GIVEN INSTRUCTION: Copy out every line of the data exactly.

INPUT:
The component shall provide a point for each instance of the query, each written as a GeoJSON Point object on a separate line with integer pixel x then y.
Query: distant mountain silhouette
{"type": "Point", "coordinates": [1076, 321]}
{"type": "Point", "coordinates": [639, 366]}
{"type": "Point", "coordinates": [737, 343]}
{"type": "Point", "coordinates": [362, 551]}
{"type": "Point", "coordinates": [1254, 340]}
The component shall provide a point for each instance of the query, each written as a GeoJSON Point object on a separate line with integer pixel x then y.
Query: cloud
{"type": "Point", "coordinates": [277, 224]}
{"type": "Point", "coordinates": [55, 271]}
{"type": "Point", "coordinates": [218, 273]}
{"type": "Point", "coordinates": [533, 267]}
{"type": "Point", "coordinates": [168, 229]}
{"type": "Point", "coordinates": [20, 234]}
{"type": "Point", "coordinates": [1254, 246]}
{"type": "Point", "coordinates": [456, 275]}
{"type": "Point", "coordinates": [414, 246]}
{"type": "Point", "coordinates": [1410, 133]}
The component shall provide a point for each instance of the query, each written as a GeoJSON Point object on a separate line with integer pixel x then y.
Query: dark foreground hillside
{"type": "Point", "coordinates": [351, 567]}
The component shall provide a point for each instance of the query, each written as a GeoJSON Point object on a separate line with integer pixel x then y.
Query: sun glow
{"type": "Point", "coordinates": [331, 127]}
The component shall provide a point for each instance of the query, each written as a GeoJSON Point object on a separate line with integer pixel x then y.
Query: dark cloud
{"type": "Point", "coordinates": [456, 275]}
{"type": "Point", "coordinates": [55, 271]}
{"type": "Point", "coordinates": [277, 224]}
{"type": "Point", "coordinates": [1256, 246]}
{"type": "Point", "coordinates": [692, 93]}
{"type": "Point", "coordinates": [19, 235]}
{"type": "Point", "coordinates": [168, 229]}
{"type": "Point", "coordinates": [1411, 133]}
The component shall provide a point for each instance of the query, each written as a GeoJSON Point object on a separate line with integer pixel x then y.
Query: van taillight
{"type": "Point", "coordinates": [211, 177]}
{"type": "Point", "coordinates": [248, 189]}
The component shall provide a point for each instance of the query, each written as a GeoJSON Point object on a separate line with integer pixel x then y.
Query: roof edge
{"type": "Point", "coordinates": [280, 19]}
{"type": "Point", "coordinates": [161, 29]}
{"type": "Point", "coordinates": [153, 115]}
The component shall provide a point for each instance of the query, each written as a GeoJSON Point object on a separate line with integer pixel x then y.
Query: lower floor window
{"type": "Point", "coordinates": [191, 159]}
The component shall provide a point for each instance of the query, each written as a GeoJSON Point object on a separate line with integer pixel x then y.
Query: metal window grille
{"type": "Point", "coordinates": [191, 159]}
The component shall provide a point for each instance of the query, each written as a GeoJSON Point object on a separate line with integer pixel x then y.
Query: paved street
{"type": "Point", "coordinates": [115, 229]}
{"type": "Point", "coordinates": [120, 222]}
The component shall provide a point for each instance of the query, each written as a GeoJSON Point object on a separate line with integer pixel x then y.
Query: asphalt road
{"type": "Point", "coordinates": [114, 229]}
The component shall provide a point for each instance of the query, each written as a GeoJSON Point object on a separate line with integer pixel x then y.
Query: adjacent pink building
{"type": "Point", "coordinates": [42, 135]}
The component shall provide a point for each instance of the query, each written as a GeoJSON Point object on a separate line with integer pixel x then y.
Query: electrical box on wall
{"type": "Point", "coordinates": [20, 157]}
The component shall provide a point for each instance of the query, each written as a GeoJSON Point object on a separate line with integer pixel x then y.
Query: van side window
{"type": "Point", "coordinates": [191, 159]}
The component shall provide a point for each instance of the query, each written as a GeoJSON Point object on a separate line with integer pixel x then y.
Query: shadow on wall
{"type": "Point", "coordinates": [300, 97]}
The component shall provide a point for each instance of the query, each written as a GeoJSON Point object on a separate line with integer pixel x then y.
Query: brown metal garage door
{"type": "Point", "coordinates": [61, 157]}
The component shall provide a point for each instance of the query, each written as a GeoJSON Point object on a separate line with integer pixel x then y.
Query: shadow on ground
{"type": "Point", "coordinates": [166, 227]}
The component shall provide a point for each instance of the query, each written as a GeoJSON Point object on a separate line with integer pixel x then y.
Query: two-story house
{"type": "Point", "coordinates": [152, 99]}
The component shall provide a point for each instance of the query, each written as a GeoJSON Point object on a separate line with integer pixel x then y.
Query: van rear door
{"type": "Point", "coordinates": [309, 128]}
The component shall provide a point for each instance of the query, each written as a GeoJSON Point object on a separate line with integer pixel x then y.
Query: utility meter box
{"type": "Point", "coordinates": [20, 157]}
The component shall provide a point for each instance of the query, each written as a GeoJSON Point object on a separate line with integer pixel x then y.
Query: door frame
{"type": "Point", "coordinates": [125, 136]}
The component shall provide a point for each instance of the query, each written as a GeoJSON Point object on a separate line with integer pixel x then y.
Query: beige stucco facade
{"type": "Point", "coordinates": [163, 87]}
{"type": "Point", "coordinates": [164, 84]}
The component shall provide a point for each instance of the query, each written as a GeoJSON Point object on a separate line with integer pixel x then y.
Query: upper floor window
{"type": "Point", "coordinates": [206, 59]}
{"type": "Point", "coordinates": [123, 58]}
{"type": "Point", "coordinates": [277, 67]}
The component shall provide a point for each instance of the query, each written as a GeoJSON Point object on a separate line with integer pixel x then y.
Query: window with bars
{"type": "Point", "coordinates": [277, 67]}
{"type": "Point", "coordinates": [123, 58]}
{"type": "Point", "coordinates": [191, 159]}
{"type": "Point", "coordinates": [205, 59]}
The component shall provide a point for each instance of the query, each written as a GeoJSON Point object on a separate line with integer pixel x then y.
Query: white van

SOLUTION TO THE PROBLEM:
The component shall provide a point for each instance of the query, each written as a GeoJSON Point object on a separate line with integer pixel x then y.
Query: distant mountain silhouette
{"type": "Point", "coordinates": [1076, 321]}
{"type": "Point", "coordinates": [639, 366]}
{"type": "Point", "coordinates": [737, 343]}
{"type": "Point", "coordinates": [362, 551]}
{"type": "Point", "coordinates": [1254, 340]}
The component shall provide a point for each instance of the query, each written as a GeoJSON Point object on a separate line with integer pixel x then y.
Query: cloud
{"type": "Point", "coordinates": [277, 224]}
{"type": "Point", "coordinates": [55, 271]}
{"type": "Point", "coordinates": [218, 273]}
{"type": "Point", "coordinates": [533, 267]}
{"type": "Point", "coordinates": [168, 229]}
{"type": "Point", "coordinates": [20, 234]}
{"type": "Point", "coordinates": [1254, 246]}
{"type": "Point", "coordinates": [456, 275]}
{"type": "Point", "coordinates": [414, 246]}
{"type": "Point", "coordinates": [1410, 133]}
The component shall provide a point for each instance of the query, each written as a GeoJSON Point object on a separate line with integer pixel x then y.
Query: dark foreground hillside
{"type": "Point", "coordinates": [351, 567]}
The component shall provide a point for each instance of the query, each written as a GeoJSON Point object on a separate line with integer pixel x then y.
Query: sun glow
{"type": "Point", "coordinates": [331, 127]}
The component shall provide a point for each instance of the query, each written as a GeoJSON Point object on a separate line with integer pixel x then y.
Query: dark cloud
{"type": "Point", "coordinates": [456, 275]}
{"type": "Point", "coordinates": [55, 271]}
{"type": "Point", "coordinates": [277, 224]}
{"type": "Point", "coordinates": [1256, 246]}
{"type": "Point", "coordinates": [692, 93]}
{"type": "Point", "coordinates": [19, 235]}
{"type": "Point", "coordinates": [168, 229]}
{"type": "Point", "coordinates": [1411, 133]}
The component shall provide a point for each instance of the query, each written as a GeoJSON Point object on a separate line with integer pixel x then y.
Query: van taillight
{"type": "Point", "coordinates": [211, 177]}
{"type": "Point", "coordinates": [248, 189]}
The component shall provide a point for each instance of the query, each written as a GeoJSON Point object on a separate line with integer pixel x then y.
Query: roof edge
{"type": "Point", "coordinates": [280, 19]}
{"type": "Point", "coordinates": [161, 29]}
{"type": "Point", "coordinates": [153, 115]}
The component shall provide a point for each instance of the query, each written as a GeoJSON Point object on a separate line with integer pixel x then y.
Query: lower floor window
{"type": "Point", "coordinates": [191, 159]}
The component shall provide a point for each instance of the query, each written as a GeoJSON Point object on a separate line with integer pixel x then y.
Query: metal window grille
{"type": "Point", "coordinates": [191, 159]}
The component shall provide a point for each instance of the query, each written as a GeoJSON Point object on a separate line with integer pixel x then y.
Query: paved street
{"type": "Point", "coordinates": [115, 229]}
{"type": "Point", "coordinates": [120, 222]}
The component shall provide a point for each instance of the query, each written as a GeoJSON Point object on a separate line with integer pixel x then y.
Query: asphalt road
{"type": "Point", "coordinates": [114, 229]}
The component shall provide a point for each instance of the query, each written as a GeoJSON Point object on a separate line with integer pixel x then y.
Query: adjacent pink building
{"type": "Point", "coordinates": [42, 135]}
The component shall provide a point for each instance of the query, each written as a GeoJSON Point object on a separate line with integer pixel x then y.
Query: electrical box on wall
{"type": "Point", "coordinates": [20, 157]}
The component shall provide a point for each instance of the query, each written as a GeoJSON Point object on a separate line with integer pixel x then y.
Query: van side window
{"type": "Point", "coordinates": [191, 159]}
The component shall provide a point for each instance of the query, each written as a GeoJSON Point object on a separate line with integer pixel x then y.
Query: shadow on wall
{"type": "Point", "coordinates": [300, 97]}
The component shall provide a point for each instance of the query, each written as a GeoJSON Point object on a separate line with integer pixel x then y.
Query: brown metal garage door
{"type": "Point", "coordinates": [61, 157]}
The component shall provide a point for each instance of the query, each written as a GeoJSON Point object on a separate line with integer pixel x then y.
Query: shadow on ground
{"type": "Point", "coordinates": [166, 227]}
The component shall provide a point for each instance of the query, each written as a GeoJSON Point object on a separate line with integer pixel x then y.
Query: two-story house
{"type": "Point", "coordinates": [152, 99]}
The component shall provide a point for each instance of the query, each written as a GeoJSON Point object on a separate line with integer pixel x then y.
Query: van rear door
{"type": "Point", "coordinates": [309, 128]}
The component shall provide a point for each instance of the query, each written as a GeoJSON Point object on a separate line with integer pixel x then y.
Query: utility meter box
{"type": "Point", "coordinates": [20, 157]}
The component shall provide a point for each instance of the query, each written as a GeoJSON Point object on a separate line with integer pixel x then y.
Query: door frame
{"type": "Point", "coordinates": [125, 136]}
The component shall provide a point for each instance of the query, each written as a GeoJSON Point object on a separate line with integer pixel x then y.
Query: beige stucco facade
{"type": "Point", "coordinates": [163, 87]}
{"type": "Point", "coordinates": [164, 84]}
The component shall provide a point for each instance of the query, each written as a GeoJSON Point object on a separate line with integer pixel x then y.
Query: upper floor window
{"type": "Point", "coordinates": [206, 59]}
{"type": "Point", "coordinates": [123, 58]}
{"type": "Point", "coordinates": [277, 67]}
The component shall provide a point for each instance of the query, each written as a GeoJSON Point object on a separate line with integer pixel x then y.
Query: window with bars
{"type": "Point", "coordinates": [277, 67]}
{"type": "Point", "coordinates": [123, 58]}
{"type": "Point", "coordinates": [191, 159]}
{"type": "Point", "coordinates": [205, 59]}
The component shall provide a point for each instance of the query, each written as a GeoJSON Point object on a separate line with integer pixel x then y.
Query: white van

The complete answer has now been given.